▸ TASK DESCRIPTION
Will you restate verbatim the lines running from the line with "Indicate the dry" to the end of the data, leaving out everything else?

== == ==

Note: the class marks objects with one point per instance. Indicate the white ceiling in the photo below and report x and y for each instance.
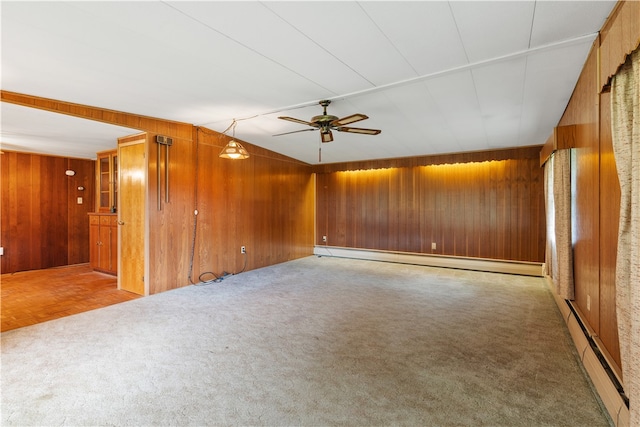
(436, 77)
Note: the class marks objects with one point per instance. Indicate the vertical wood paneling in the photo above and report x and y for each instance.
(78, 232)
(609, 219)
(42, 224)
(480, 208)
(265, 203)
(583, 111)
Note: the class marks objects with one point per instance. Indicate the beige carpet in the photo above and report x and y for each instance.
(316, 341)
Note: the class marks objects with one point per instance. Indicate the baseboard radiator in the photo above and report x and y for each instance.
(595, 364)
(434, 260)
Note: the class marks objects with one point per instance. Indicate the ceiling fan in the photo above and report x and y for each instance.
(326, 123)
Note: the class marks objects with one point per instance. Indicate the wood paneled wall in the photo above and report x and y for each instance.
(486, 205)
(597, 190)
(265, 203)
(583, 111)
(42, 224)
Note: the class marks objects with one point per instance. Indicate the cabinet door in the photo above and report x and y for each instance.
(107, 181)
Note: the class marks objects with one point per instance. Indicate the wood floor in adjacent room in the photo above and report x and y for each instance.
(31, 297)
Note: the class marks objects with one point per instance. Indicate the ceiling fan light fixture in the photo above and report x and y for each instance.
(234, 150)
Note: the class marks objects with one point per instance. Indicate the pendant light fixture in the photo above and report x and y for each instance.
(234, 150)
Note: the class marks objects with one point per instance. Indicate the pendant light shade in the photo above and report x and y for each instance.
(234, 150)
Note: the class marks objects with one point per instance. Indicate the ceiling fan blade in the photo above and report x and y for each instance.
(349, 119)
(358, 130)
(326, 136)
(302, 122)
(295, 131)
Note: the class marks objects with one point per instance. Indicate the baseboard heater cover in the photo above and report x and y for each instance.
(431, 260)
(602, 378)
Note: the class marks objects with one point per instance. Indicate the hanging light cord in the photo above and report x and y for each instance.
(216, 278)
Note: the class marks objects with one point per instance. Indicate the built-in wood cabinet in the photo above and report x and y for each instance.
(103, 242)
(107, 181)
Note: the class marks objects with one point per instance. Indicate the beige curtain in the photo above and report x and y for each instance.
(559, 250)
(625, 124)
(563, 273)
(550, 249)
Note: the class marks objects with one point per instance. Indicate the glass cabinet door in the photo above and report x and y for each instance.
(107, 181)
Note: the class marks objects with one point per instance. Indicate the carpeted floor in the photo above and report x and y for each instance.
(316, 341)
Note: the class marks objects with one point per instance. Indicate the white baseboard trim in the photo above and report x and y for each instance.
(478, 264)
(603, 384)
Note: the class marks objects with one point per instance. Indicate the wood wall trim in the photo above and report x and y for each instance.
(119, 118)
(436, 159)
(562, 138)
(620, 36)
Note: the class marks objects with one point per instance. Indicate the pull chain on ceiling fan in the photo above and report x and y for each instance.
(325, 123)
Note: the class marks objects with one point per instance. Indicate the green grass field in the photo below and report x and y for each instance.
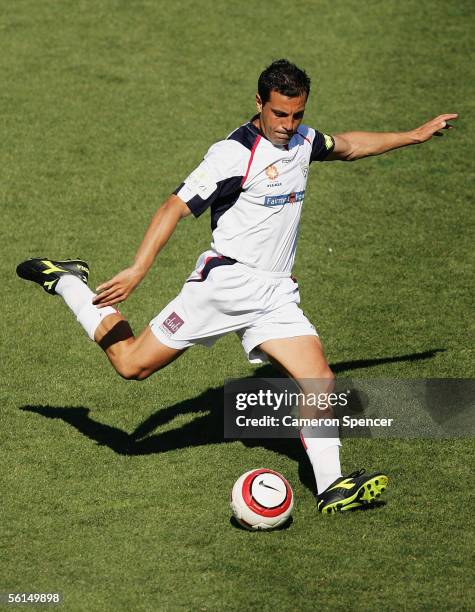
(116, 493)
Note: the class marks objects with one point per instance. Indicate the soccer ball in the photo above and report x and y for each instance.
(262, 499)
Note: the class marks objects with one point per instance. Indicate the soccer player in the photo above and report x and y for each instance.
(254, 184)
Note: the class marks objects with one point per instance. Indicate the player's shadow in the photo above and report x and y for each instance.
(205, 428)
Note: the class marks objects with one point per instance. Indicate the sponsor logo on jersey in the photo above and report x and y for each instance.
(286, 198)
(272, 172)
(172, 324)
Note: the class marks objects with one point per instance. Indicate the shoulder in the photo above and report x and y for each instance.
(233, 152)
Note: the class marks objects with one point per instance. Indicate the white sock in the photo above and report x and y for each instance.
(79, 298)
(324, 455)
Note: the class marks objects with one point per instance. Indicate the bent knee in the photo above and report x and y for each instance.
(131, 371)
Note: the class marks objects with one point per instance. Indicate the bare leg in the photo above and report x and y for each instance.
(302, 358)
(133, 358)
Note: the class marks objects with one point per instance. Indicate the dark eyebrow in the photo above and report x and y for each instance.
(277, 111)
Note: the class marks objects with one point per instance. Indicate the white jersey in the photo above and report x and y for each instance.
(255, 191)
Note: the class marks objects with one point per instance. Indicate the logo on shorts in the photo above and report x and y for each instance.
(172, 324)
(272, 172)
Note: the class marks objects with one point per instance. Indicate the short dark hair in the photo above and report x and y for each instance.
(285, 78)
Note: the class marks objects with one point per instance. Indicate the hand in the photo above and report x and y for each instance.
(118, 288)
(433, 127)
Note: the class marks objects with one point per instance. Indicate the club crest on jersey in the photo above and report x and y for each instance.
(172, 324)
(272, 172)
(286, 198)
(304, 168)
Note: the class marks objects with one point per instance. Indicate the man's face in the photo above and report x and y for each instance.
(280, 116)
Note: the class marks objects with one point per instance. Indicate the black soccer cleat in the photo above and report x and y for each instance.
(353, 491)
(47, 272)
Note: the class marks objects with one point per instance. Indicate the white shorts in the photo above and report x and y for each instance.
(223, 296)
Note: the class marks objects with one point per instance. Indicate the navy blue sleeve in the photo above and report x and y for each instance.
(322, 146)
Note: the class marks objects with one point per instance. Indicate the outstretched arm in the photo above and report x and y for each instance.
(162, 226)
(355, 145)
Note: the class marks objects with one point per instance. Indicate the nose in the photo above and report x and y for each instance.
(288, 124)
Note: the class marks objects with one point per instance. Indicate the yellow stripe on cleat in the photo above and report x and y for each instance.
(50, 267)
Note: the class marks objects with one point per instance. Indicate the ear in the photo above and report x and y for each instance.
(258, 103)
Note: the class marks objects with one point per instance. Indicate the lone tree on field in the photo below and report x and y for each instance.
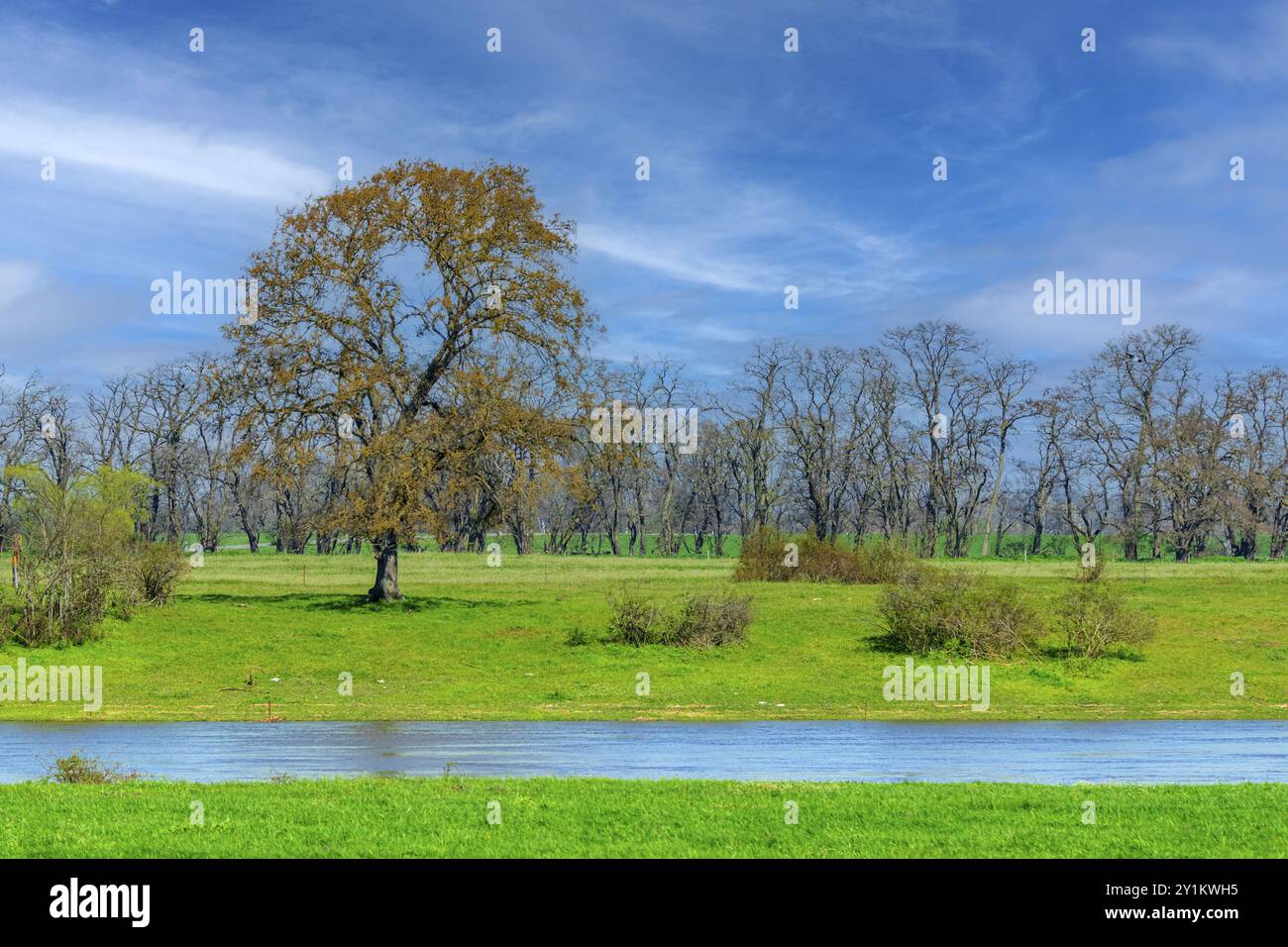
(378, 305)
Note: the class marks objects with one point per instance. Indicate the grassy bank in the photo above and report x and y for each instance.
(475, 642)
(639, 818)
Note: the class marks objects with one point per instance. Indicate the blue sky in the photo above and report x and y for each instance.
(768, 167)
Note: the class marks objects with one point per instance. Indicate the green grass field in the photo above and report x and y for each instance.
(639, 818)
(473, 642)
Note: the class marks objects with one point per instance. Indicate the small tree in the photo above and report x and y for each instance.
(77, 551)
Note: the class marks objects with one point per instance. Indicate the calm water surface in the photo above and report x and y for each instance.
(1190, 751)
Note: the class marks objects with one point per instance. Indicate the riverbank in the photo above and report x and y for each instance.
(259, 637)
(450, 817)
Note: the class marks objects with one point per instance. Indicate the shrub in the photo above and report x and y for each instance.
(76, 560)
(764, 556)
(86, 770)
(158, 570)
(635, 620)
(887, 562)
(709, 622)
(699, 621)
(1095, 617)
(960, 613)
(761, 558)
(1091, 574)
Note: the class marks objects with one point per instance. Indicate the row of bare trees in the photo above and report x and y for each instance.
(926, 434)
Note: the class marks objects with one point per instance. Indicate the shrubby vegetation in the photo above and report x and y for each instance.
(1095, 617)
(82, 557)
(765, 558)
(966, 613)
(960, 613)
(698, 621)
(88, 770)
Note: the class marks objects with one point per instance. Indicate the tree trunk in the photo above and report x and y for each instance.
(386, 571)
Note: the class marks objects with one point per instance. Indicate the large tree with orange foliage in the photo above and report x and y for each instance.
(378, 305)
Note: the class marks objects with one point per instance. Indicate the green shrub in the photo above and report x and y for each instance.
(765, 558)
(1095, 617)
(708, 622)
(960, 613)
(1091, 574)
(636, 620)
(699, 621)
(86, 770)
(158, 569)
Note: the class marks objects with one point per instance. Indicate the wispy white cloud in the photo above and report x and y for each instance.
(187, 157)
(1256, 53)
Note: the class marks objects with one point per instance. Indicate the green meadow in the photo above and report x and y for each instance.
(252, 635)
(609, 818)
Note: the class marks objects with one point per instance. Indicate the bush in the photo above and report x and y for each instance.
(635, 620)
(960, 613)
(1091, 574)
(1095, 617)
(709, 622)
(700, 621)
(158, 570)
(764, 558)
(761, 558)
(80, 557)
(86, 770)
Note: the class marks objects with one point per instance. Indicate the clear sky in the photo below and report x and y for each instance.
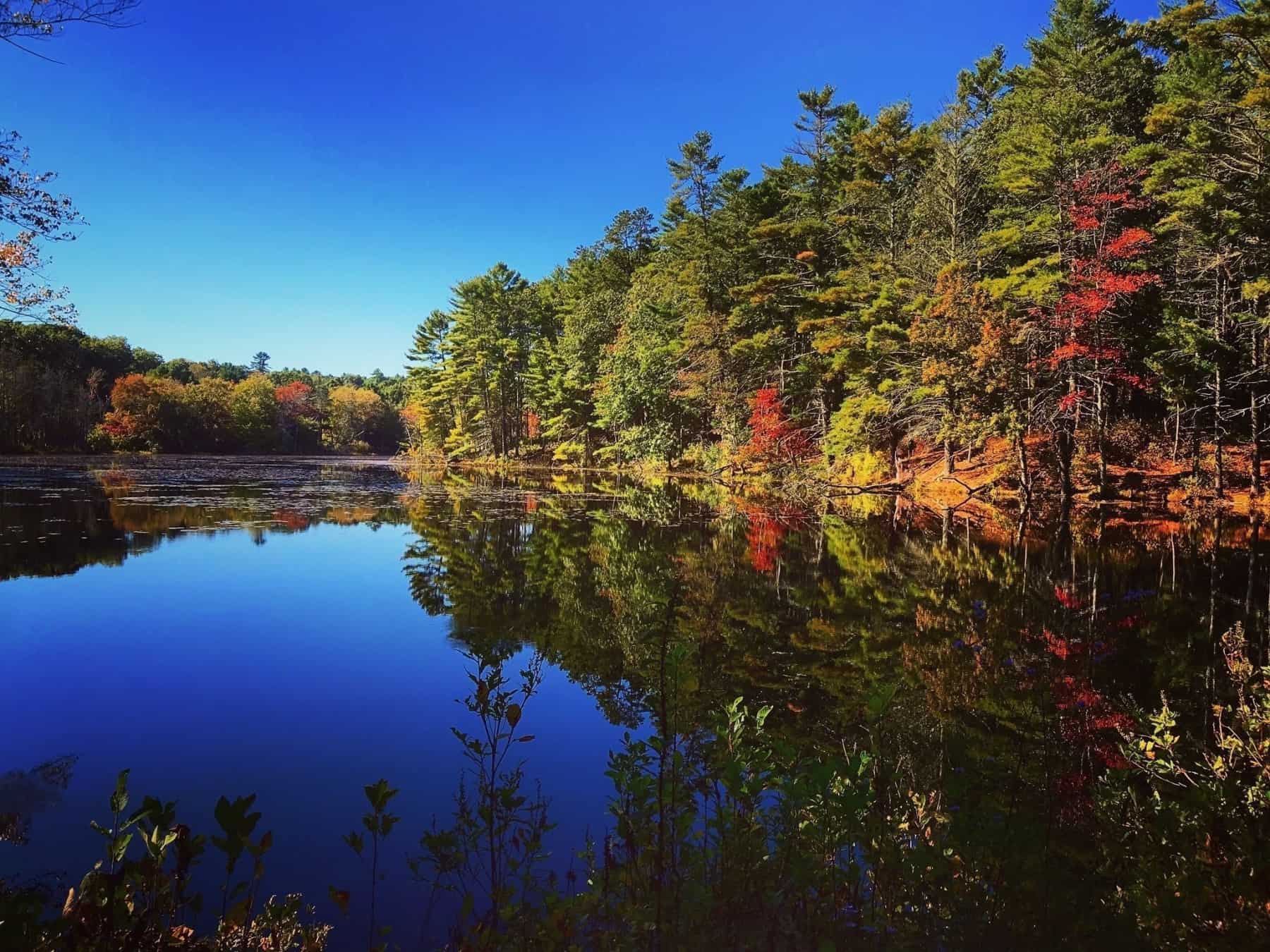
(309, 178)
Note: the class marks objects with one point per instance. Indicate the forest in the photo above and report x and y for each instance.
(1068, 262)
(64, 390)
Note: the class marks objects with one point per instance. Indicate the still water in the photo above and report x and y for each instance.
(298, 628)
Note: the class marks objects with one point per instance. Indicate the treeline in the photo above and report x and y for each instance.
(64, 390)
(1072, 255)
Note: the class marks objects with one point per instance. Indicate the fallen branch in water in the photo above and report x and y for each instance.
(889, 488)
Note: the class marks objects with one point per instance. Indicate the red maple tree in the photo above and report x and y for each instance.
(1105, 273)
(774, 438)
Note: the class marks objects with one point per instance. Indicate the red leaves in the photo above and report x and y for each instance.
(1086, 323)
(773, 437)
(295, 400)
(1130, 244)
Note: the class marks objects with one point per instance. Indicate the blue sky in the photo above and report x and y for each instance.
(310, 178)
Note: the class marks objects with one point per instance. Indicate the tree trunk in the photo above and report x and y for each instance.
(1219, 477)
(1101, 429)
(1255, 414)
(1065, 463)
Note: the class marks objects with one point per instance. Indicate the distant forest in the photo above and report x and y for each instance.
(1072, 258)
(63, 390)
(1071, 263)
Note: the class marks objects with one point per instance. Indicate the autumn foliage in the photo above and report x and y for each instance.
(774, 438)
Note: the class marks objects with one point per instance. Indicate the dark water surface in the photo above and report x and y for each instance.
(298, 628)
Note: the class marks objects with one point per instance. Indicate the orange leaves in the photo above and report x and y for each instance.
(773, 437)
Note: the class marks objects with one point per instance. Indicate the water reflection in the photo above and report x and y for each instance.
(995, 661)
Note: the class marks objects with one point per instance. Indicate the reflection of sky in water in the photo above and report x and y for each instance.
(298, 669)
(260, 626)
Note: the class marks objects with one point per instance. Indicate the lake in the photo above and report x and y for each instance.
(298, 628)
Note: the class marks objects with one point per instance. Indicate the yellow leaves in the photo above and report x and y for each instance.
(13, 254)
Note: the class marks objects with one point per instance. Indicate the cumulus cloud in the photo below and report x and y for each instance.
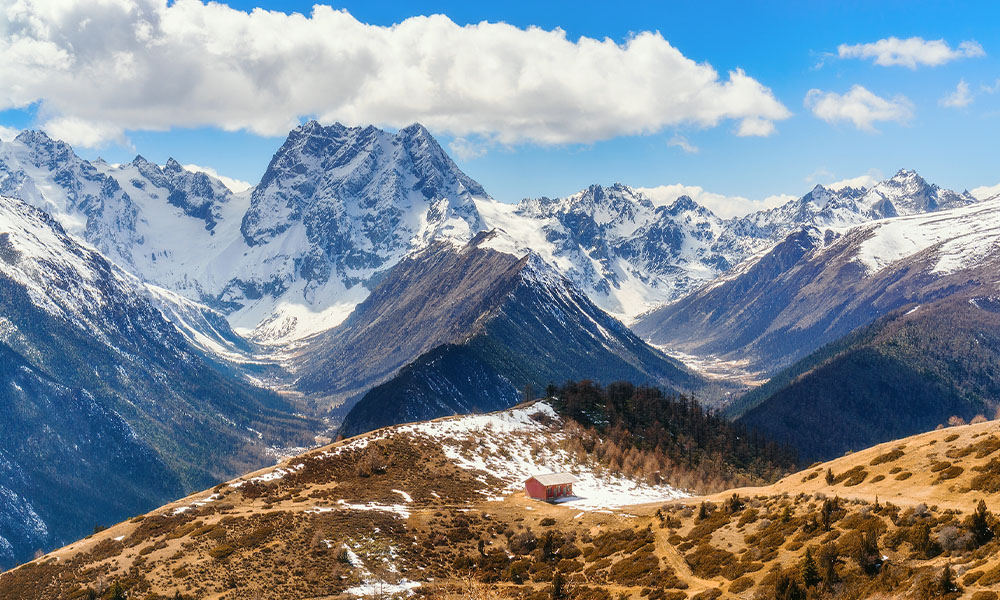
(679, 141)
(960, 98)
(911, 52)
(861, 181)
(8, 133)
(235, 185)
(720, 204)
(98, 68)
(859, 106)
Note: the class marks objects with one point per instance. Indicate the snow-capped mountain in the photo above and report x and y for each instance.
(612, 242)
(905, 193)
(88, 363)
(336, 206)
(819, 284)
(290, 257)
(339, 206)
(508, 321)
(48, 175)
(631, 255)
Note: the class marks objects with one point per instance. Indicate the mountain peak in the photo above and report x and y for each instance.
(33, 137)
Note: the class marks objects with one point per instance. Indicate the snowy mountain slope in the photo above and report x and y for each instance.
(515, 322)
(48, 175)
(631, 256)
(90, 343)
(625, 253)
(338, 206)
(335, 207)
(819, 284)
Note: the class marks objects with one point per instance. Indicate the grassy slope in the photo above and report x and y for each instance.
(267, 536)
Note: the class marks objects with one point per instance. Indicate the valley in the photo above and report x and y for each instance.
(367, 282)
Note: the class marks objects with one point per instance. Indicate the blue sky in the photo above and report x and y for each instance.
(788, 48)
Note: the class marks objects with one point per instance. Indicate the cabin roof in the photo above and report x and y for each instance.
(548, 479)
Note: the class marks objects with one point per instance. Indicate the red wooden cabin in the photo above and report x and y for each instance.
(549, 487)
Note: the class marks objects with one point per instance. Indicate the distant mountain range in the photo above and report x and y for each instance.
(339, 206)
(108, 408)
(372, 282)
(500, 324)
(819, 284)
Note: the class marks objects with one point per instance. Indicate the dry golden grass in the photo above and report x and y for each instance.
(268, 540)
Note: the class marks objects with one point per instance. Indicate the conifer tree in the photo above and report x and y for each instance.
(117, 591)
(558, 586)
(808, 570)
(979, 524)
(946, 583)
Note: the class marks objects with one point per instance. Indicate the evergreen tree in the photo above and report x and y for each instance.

== == ==

▸ THE SOLUTION
Note: the class marks objects with one point per instance. Indicate the dry golden grass in the photo above and report x and y for each instance.
(268, 540)
Note: the class marks objects with one point per instance. Indicate the conifer tree in the photo above and report x and y for each instance.
(117, 591)
(558, 586)
(808, 570)
(979, 524)
(946, 583)
Note: the class marks objects with one point per instance. Indicate the evergreen tree in the photo above and report x and y for each instance.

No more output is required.